[start RECORD LIST]

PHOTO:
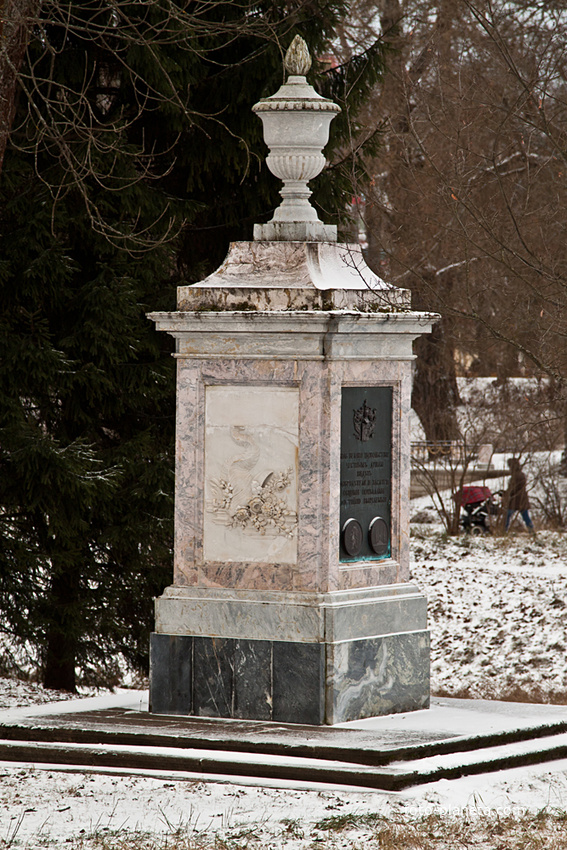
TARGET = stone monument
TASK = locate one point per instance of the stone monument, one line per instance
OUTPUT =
(291, 599)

[end RECORD LIST]

Output the lines above as a Markdown table with columns Row and Line, numbering each non-blank line in the Row column and omitting blank lines. Leave the pictures out of the table.

| Row | Line |
|---|---|
| 1 | PHOTO: |
| 2 | TARGET = stone monument |
| 3 | TASK = locate one point per instance of the stone monument, one line per instance |
| 4 | OUTPUT = |
| 5 | (291, 599) |